This might also be of interest. Now, personally I have done estimates and I get something like 9.6 magnitude for the 2-7-1812 quake and 9+ for all the
other quakes then. Where they estimate 8.0-8.8 for the quakes back then in the source below in the link, with the most commonly cited historical
estimate for the old quakes actually being 8.0-8.9 (the new USGS estimates are just misinfo and disinfo). I believe 9.6 is the actual figure for the
biggest quake, but nonetheless.... This source is a good way to understand the main problem of New Madrid. What is most important is the shaking
intensity, the Mercalli Scale.
Note the Roman numerals in the link below. I have been looking for a good source like this online that had the intensity scales of great historical
earthquakes in terms of damage. This shows it. The Roman numerals are for the Mercalli Scale of intensity. This is not the energy release estimation
(which keep in mind is speculative for quakes back then and not actually measured), but the intensity of the shaking.
The highest you can go to on the intensity scale is 12. Just so everyone understands what this means:
Richter Magnitude - Typical Maximum Modified Mercalli Intensity
1.0 - 3.0 - I
3.0 - 3.9 - II - III
4.0 - 4.9 - IV - V
5.0 - 5.9 - VI - VII
6.0 - 6.9 - VII - IX
7.0+ - VIII or higher
Modified Mercalli Intensity Scale
- Not felt by many people unless in favorable conditions.
- Felt only by a few people at best, especially on the upper floors of buildings. Delicately suspended objects may swing.
- Felt quite noticeably by people indoors, especially on the upper floors of buildings. Many do not recognize it as an earthquake.
Standing motor cars may rock slightly. Vibration similar to the passing of a truck. Duration estimated.
- Felt indoors by many people, outdoors by few people during the day. At night, some awakened. Dishes, windows, doors disturbed;
walls make cracking sound. Sensation like heavy truck striking building. Standing motor cars rock noticeably. Dishes and windows rattle alarmingly.

Problem set:
(A) Answer each question from the post on earthquake intensity:
(i) What magnitude does the writer estimate for the 2-7-1812 quake?
(ii) What is the highest value on the intensity scale?
(iii) What Modified Mercalli Intensity range goes with a Richter magnitude of 5.0 - 5.9?
(B) Decide whether each statement agrees with the post on earthquake intensity, and quote the words that settle it:
(i) The Roman numerals in the link give the energy release of the quakes.
(ii) The most commonly cited historical estimate for the old quakes is 8.0-8.9.
(iii) At the level where vibration feels like a passing truck, many people recognize it as an earthquake.
(C) List every Richter magnitude range that appears in the table in the post on earthquake intensity.
The items after this point come from a different source than the post on earthquake intensity.

Recorded information:
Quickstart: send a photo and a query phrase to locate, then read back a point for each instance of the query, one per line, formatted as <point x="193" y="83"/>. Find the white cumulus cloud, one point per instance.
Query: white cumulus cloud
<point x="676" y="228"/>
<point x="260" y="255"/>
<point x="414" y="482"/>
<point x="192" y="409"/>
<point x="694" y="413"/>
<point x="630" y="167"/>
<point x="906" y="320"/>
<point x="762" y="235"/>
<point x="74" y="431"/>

The answers:
(A)
(i) 9.6
(ii) 12
(iii) VI - VII

(B)
(i) No: "This is not the energy release estimation"
(ii) Yes: "with the most commonly cited historical estimate for the old quakes actually being 8.0-8.9"
(iii) No: "Many do not recognize it as an earthquake."

(C)
1.0 - 3.0
3.0 - 3.9
4.0 - 4.9
5.0 - 5.9
6.0 - 6.9
7.0+